*Exercise goal*: Echo everything from the first of the lines below down through the line containing "Target: gothic spire", including that line, and omit the pictures from your reply.

(Photo-based point labeling lines)
=-=-=

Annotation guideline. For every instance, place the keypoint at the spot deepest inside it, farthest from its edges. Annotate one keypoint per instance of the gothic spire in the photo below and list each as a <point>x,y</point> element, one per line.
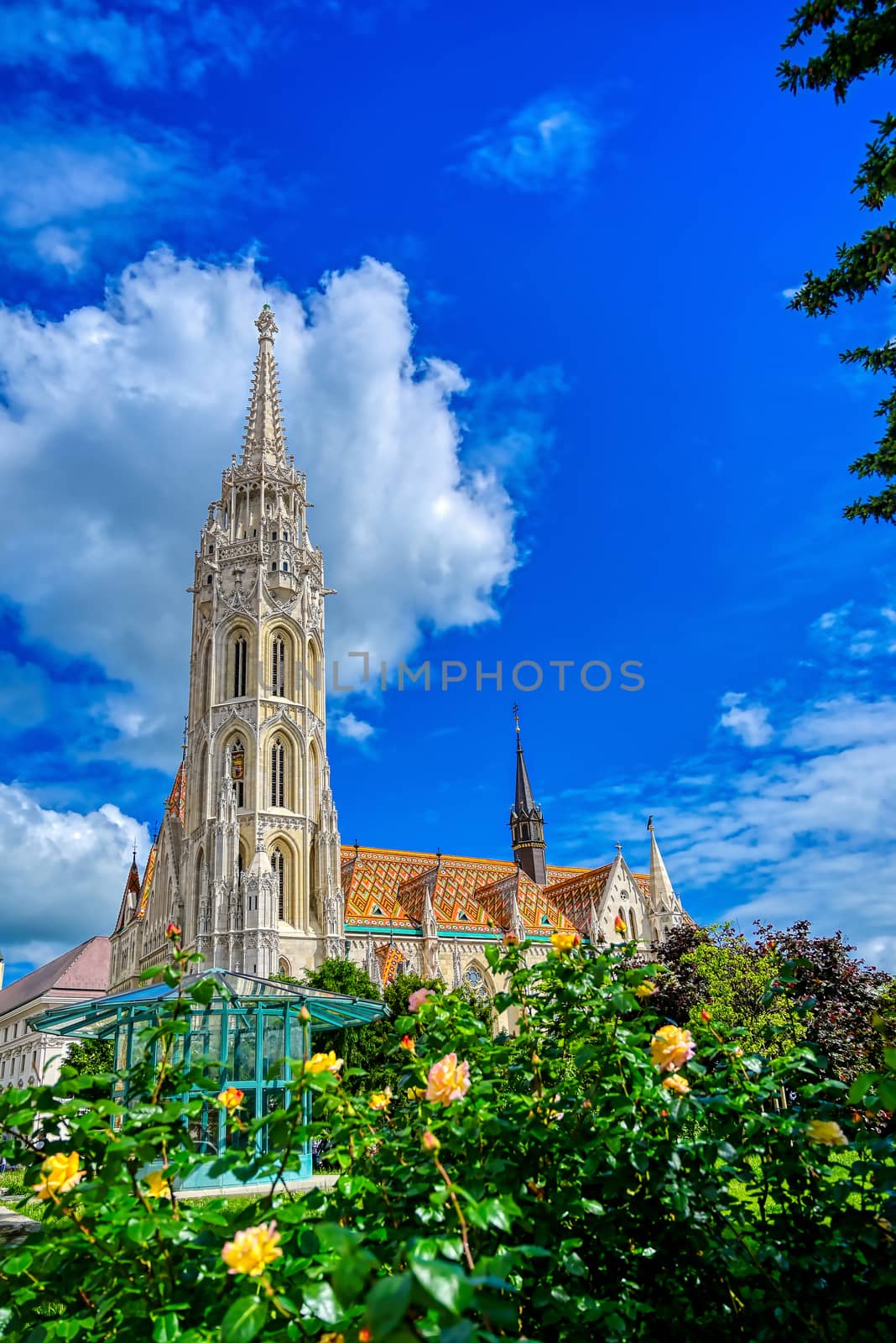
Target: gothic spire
<point>263,442</point>
<point>526,821</point>
<point>524,799</point>
<point>130,899</point>
<point>663,897</point>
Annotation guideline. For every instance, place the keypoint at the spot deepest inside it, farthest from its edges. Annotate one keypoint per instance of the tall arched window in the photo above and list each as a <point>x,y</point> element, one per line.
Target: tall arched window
<point>201,799</point>
<point>278,866</point>
<point>237,771</point>
<point>204,680</point>
<point>240,651</point>
<point>278,774</point>
<point>313,688</point>
<point>278,666</point>
<point>311,802</point>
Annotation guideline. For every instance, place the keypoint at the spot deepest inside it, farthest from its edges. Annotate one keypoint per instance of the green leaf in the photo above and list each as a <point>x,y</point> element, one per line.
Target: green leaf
<point>387,1303</point>
<point>445,1283</point>
<point>320,1300</point>
<point>203,991</point>
<point>862,1087</point>
<point>244,1319</point>
<point>167,1329</point>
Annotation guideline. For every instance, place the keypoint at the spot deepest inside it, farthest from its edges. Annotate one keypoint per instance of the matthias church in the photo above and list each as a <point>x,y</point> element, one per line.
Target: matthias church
<point>248,859</point>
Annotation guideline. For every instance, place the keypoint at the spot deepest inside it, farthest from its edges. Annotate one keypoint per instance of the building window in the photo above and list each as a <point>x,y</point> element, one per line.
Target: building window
<point>240,651</point>
<point>237,771</point>
<point>278,668</point>
<point>278,774</point>
<point>279,880</point>
<point>474,980</point>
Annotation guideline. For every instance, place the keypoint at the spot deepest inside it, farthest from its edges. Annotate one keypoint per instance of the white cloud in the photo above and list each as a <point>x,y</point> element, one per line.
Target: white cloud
<point>143,42</point>
<point>63,873</point>
<point>120,418</point>
<point>553,141</point>
<point>806,832</point>
<point>352,729</point>
<point>66,190</point>
<point>748,722</point>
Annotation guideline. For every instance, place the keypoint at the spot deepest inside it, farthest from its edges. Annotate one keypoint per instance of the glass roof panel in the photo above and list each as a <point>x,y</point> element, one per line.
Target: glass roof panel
<point>101,1016</point>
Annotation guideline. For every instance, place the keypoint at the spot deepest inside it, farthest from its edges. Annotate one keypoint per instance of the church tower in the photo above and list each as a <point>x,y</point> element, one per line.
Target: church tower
<point>526,821</point>
<point>260,863</point>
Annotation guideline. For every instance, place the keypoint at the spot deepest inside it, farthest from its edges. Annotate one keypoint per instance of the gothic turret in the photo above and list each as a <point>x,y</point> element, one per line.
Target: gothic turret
<point>259,813</point>
<point>526,821</point>
<point>664,906</point>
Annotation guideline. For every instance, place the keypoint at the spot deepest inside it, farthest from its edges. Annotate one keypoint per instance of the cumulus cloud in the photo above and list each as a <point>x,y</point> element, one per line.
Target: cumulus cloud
<point>143,42</point>
<point>748,722</point>
<point>805,832</point>
<point>69,191</point>
<point>352,729</point>
<point>63,873</point>
<point>117,423</point>
<point>553,141</point>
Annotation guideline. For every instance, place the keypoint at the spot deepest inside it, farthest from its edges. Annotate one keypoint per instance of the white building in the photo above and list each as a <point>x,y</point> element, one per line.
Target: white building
<point>248,860</point>
<point>29,1056</point>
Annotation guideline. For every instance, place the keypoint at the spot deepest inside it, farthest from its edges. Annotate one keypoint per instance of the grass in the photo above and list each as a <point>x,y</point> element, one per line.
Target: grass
<point>13,1182</point>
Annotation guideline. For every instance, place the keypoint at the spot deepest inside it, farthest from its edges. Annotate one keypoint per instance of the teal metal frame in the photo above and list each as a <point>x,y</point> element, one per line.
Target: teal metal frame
<point>248,1032</point>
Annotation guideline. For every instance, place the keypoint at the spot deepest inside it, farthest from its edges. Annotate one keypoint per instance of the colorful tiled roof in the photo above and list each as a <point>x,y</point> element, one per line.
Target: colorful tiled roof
<point>175,805</point>
<point>385,884</point>
<point>148,883</point>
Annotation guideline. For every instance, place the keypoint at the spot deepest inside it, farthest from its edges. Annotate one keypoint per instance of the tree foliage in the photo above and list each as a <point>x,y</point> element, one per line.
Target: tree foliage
<point>721,970</point>
<point>857,39</point>
<point>369,1047</point>
<point>847,1007</point>
<point>549,1186</point>
<point>90,1056</point>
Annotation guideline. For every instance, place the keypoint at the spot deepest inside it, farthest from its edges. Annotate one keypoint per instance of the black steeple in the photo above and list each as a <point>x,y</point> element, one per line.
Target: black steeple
<point>526,821</point>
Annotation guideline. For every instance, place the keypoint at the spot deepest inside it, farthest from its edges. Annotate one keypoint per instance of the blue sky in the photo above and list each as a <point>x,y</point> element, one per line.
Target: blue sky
<point>530,274</point>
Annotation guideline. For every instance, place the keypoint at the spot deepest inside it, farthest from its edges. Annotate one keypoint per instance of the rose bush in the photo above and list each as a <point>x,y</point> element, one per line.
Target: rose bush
<point>591,1174</point>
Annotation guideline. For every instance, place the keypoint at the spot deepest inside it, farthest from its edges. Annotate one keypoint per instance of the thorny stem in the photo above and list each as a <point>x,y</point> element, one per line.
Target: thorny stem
<point>457,1210</point>
<point>287,1152</point>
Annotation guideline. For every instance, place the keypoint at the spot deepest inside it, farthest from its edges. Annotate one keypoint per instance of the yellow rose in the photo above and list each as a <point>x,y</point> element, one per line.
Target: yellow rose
<point>324,1063</point>
<point>251,1251</point>
<point>680,1085</point>
<point>671,1048</point>
<point>448,1080</point>
<point>157,1185</point>
<point>231,1099</point>
<point>828,1132</point>
<point>60,1173</point>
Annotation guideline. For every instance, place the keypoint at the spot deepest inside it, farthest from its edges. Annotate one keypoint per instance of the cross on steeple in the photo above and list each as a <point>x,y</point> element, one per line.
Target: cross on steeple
<point>526,819</point>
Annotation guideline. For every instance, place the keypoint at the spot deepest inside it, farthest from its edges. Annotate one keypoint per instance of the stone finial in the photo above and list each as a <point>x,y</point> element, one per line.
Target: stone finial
<point>266,324</point>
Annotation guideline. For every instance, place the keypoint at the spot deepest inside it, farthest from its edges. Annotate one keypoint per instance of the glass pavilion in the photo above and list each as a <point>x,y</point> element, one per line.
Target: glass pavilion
<point>250,1027</point>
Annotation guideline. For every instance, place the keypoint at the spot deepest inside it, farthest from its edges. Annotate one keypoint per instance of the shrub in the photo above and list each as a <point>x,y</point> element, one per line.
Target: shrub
<point>598,1174</point>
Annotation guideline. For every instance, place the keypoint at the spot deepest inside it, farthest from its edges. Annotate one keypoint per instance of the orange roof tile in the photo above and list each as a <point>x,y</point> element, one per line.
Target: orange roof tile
<point>383,884</point>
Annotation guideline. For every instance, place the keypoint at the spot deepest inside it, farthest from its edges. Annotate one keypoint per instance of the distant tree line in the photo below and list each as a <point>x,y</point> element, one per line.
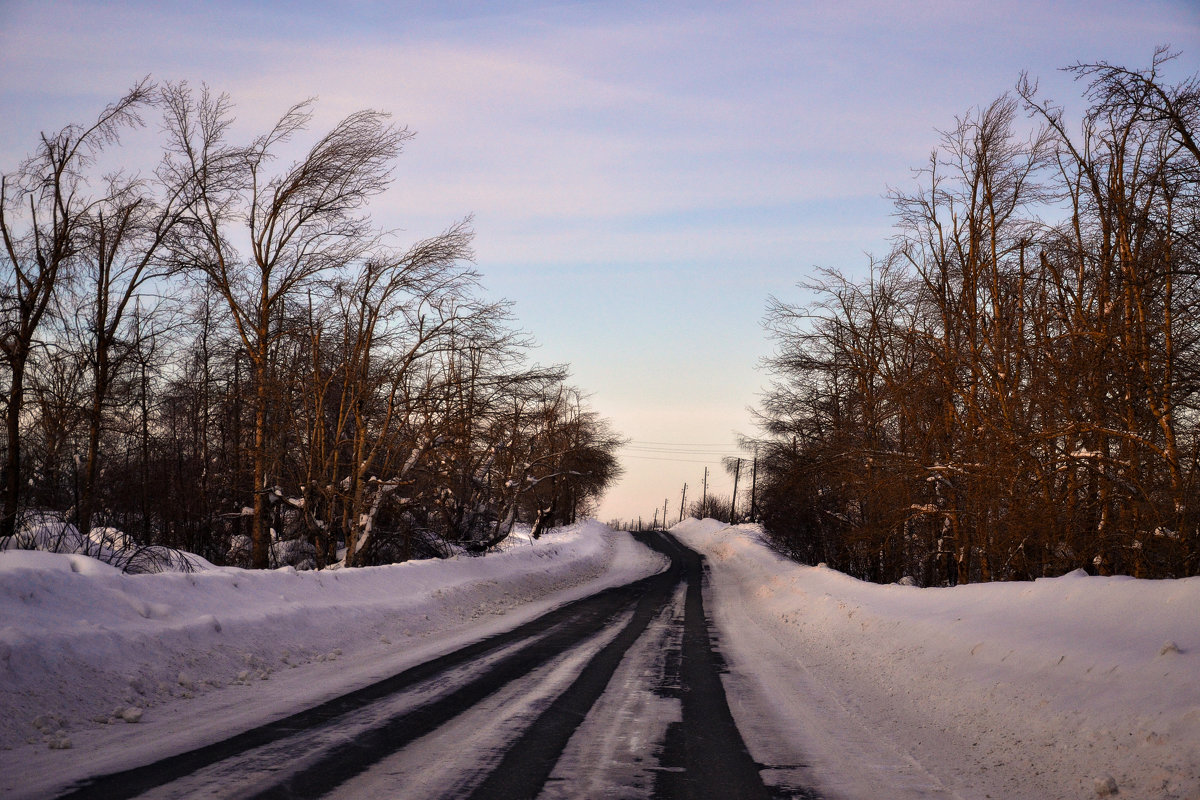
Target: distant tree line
<point>228,358</point>
<point>1012,391</point>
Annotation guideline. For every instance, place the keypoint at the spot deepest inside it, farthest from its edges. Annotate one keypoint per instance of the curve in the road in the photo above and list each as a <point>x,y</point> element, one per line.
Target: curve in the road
<point>703,755</point>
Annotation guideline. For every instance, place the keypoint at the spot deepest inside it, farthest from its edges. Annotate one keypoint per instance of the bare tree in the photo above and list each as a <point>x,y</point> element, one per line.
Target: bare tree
<point>45,209</point>
<point>295,224</point>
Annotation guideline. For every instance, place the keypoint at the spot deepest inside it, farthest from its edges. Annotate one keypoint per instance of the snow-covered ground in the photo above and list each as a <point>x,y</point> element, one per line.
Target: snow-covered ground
<point>84,649</point>
<point>1066,687</point>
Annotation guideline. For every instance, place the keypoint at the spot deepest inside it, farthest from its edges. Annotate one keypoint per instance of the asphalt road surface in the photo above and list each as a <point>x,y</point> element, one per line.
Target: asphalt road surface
<point>617,695</point>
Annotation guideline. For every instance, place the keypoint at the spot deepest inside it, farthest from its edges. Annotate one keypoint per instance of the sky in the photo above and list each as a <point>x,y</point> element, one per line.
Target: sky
<point>641,176</point>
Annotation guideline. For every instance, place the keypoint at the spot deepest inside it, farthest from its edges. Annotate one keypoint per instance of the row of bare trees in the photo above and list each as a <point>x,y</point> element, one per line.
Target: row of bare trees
<point>227,356</point>
<point>1012,391</point>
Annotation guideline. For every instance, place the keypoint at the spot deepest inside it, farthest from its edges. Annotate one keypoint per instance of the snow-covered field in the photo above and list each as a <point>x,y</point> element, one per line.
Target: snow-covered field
<point>1067,687</point>
<point>84,649</point>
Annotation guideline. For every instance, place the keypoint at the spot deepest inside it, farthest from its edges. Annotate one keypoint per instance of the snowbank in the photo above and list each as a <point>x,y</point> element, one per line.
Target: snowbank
<point>83,645</point>
<point>1063,687</point>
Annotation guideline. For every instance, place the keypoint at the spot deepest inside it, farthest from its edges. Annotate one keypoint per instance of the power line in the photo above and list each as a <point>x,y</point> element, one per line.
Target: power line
<point>682,444</point>
<point>678,461</point>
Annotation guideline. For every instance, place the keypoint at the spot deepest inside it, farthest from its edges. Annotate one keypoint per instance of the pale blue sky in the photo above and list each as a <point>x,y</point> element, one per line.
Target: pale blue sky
<point>642,175</point>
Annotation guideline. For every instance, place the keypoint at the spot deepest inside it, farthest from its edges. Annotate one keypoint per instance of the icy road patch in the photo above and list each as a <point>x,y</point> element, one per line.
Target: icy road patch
<point>87,650</point>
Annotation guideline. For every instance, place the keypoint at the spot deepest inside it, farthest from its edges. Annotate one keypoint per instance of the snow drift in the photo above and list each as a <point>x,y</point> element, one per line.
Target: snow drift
<point>1065,687</point>
<point>83,645</point>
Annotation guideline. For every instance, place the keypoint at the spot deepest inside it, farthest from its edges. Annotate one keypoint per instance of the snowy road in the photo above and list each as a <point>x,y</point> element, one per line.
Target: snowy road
<point>615,695</point>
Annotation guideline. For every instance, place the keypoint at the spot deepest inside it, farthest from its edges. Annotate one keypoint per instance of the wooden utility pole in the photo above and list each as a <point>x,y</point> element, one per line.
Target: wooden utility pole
<point>754,488</point>
<point>733,503</point>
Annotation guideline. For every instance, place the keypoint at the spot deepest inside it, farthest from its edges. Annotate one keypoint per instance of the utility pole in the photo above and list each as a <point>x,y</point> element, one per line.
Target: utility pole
<point>754,487</point>
<point>733,503</point>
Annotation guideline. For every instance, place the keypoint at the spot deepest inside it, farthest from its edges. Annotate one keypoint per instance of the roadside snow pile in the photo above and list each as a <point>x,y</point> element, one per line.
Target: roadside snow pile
<point>83,644</point>
<point>1067,687</point>
<point>49,533</point>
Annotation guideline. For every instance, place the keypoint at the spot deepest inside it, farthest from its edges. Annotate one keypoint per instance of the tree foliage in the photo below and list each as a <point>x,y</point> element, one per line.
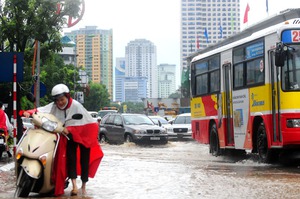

=-=-=

*Answer to the exercise*:
Annotation guideline. For every instance, place the keypoint at the spot deepest inside it, farthest from its edges. Annotate one keypoint per instance of the gothic spire in the photo below and list each as a <point>x,y</point> element, one per line.
Target: gothic spire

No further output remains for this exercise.